===== Data for this task =====

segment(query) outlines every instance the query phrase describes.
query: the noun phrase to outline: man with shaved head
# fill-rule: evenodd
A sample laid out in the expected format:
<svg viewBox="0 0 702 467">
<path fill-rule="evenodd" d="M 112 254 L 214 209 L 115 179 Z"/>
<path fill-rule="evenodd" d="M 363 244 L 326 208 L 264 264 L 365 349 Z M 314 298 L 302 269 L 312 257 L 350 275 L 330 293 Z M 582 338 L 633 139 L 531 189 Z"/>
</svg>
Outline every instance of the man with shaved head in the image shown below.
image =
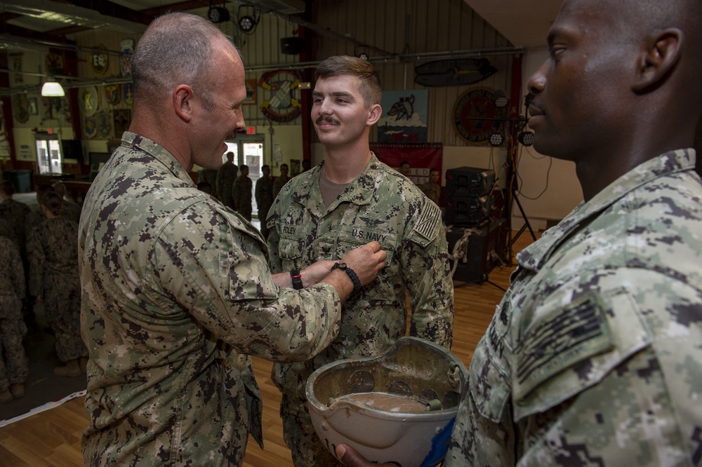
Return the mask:
<svg viewBox="0 0 702 467">
<path fill-rule="evenodd" d="M 701 34 L 700 0 L 564 3 L 529 123 L 585 200 L 517 255 L 444 466 L 702 466 Z"/>
<path fill-rule="evenodd" d="M 86 198 L 81 329 L 90 351 L 86 466 L 241 466 L 261 442 L 249 355 L 310 358 L 336 336 L 355 283 L 331 262 L 303 289 L 272 275 L 257 229 L 197 189 L 245 127 L 244 65 L 211 22 L 154 20 L 132 57 L 134 117 Z M 377 242 L 344 261 L 369 283 Z"/>
</svg>

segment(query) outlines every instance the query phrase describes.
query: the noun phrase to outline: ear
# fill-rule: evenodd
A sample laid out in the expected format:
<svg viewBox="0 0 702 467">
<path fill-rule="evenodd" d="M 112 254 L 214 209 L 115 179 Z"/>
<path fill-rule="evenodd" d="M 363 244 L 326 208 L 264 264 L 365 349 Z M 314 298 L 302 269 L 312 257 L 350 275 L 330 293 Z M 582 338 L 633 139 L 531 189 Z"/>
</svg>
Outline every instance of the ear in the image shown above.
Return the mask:
<svg viewBox="0 0 702 467">
<path fill-rule="evenodd" d="M 176 114 L 186 122 L 192 119 L 193 96 L 192 89 L 187 84 L 178 86 L 171 94 Z"/>
<path fill-rule="evenodd" d="M 380 104 L 373 104 L 371 106 L 368 113 L 368 120 L 366 121 L 366 126 L 373 126 L 378 123 L 383 116 L 383 107 Z"/>
<path fill-rule="evenodd" d="M 643 92 L 656 86 L 668 76 L 680 60 L 682 42 L 682 31 L 677 28 L 665 29 L 647 39 L 637 62 L 632 85 L 634 92 Z"/>
</svg>

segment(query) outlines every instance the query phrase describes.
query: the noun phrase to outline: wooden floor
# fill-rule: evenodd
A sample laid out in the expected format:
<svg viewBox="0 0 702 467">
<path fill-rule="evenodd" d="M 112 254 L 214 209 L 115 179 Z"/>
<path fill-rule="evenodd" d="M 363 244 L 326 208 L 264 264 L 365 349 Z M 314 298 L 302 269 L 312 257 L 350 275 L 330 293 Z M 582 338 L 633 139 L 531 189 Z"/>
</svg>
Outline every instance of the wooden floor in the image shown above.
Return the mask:
<svg viewBox="0 0 702 467">
<path fill-rule="evenodd" d="M 521 236 L 515 243 L 519 251 L 531 241 Z M 490 282 L 506 287 L 513 266 L 496 268 Z M 473 349 L 490 323 L 503 291 L 487 282 L 482 284 L 455 283 L 456 316 L 452 351 L 468 367 Z M 256 380 L 263 397 L 262 451 L 249 438 L 245 467 L 291 467 L 290 452 L 283 441 L 278 416 L 280 393 L 270 381 L 271 363 L 253 358 Z M 80 451 L 81 433 L 88 424 L 82 398 L 0 428 L 0 465 L 13 467 L 77 467 L 83 465 Z"/>
</svg>

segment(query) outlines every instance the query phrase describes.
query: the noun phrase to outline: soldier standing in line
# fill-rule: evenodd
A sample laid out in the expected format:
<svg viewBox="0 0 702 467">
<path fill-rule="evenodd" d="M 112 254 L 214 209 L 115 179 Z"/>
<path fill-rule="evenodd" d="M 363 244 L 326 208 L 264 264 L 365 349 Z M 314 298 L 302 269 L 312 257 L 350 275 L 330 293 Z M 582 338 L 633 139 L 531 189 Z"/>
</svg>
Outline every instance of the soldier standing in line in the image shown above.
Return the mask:
<svg viewBox="0 0 702 467">
<path fill-rule="evenodd" d="M 27 326 L 22 316 L 25 269 L 20 249 L 0 236 L 0 402 L 25 395 L 29 360 L 22 340 Z"/>
<path fill-rule="evenodd" d="M 441 175 L 437 169 L 432 169 L 429 171 L 429 181 L 423 184 L 419 189 L 427 196 L 427 198 L 434 201 L 434 204 L 439 205 L 439 198 L 441 197 L 441 185 L 439 180 Z"/>
<path fill-rule="evenodd" d="M 230 151 L 227 153 L 227 162 L 217 169 L 217 180 L 215 188 L 217 196 L 222 204 L 234 209 L 234 199 L 232 198 L 232 188 L 234 181 L 237 180 L 237 165 L 234 163 L 234 153 Z"/>
<path fill-rule="evenodd" d="M 239 177 L 232 186 L 234 210 L 251 222 L 253 209 L 251 206 L 251 190 L 253 188 L 253 182 L 249 178 L 249 165 L 246 164 L 239 165 Z"/>
<path fill-rule="evenodd" d="M 343 270 L 340 258 L 370 239 L 388 252 L 388 266 L 373 284 L 357 284 L 329 347 L 306 362 L 275 365 L 285 440 L 296 467 L 336 463 L 307 410 L 305 384 L 312 372 L 337 360 L 380 353 L 405 335 L 406 292 L 410 335 L 449 348 L 453 323 L 441 212 L 369 148 L 370 129 L 382 114 L 378 72 L 367 60 L 336 56 L 322 62 L 314 78 L 312 120 L 324 160 L 288 182 L 273 203 L 271 267 L 295 277 L 323 258 Z"/>
<path fill-rule="evenodd" d="M 285 186 L 285 184 L 290 181 L 290 177 L 288 177 L 289 171 L 288 164 L 280 165 L 280 177 L 275 179 L 275 181 L 273 182 L 274 198 L 278 196 L 278 194 L 280 193 L 280 190 Z"/>
<path fill-rule="evenodd" d="M 45 194 L 39 202 L 46 220 L 32 230 L 27 241 L 29 294 L 44 303 L 56 353 L 65 364 L 53 374 L 77 377 L 85 371 L 88 356 L 81 339 L 78 224 L 61 215 L 63 200 L 57 193 Z"/>
<path fill-rule="evenodd" d="M 563 3 L 529 125 L 584 200 L 517 255 L 442 466 L 702 466 L 701 21 L 699 0 Z"/>
<path fill-rule="evenodd" d="M 265 219 L 268 217 L 268 211 L 273 205 L 273 180 L 270 177 L 270 166 L 265 164 L 261 167 L 263 175 L 256 180 L 256 198 L 258 207 L 258 220 L 261 223 L 261 234 L 263 238 L 268 239 L 268 227 Z"/>
<path fill-rule="evenodd" d="M 331 262 L 304 290 L 272 275 L 251 224 L 197 189 L 246 127 L 241 55 L 217 26 L 182 13 L 151 22 L 132 56 L 133 116 L 95 177 L 78 240 L 88 348 L 86 466 L 241 466 L 262 442 L 251 360 L 310 358 L 338 331 L 353 283 Z M 377 242 L 343 259 L 362 283 Z"/>
</svg>

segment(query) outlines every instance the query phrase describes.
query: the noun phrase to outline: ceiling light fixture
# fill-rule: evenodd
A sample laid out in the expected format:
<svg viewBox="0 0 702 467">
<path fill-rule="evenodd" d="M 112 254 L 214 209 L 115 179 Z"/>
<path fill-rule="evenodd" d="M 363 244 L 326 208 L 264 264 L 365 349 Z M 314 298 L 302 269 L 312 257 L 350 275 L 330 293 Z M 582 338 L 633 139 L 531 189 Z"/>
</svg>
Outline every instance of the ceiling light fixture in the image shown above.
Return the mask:
<svg viewBox="0 0 702 467">
<path fill-rule="evenodd" d="M 62 97 L 66 95 L 60 83 L 54 81 L 47 81 L 41 86 L 41 95 L 45 97 Z"/>
<path fill-rule="evenodd" d="M 522 131 L 517 137 L 517 140 L 524 146 L 531 146 L 534 144 L 534 132 Z"/>
<path fill-rule="evenodd" d="M 490 135 L 490 137 L 488 140 L 490 142 L 490 145 L 497 147 L 498 146 L 502 146 L 502 143 L 505 142 L 505 137 L 503 136 L 502 133 L 498 131 Z"/>
</svg>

=====

■ Requirement
Format the lines from the start of the records through the line containing "701 34 L 700" as a Markdown table with the columns Row and Line, skipping blank lines. Leave the picture out of the table.

■ Written reply
| Row | Line |
|---|---|
| 1 | segment(query) outlines every instance the query phrase describes. |
| 2 | query: the noun phrase to outline: man with shaved head |
| 3 | # fill-rule: evenodd |
| 4 | A sample laid out in the expected format: |
| 5 | <svg viewBox="0 0 702 467"> |
| 6 | <path fill-rule="evenodd" d="M 112 254 L 214 209 L 115 179 Z"/> |
| 7 | <path fill-rule="evenodd" d="M 363 244 L 326 208 L 264 264 L 365 349 Z M 314 298 L 302 269 L 312 257 L 350 275 L 330 293 Z M 582 338 L 633 139 L 531 189 Z"/> |
| 8 | </svg> |
| 9 | Outline every instance of the man with shaved head in the image shown below. |
| 10 | image = |
| 11 | Return the mask: |
| 12 | <svg viewBox="0 0 702 467"> |
| 13 | <path fill-rule="evenodd" d="M 701 34 L 700 0 L 564 3 L 529 123 L 585 200 L 517 255 L 444 466 L 702 466 Z"/> |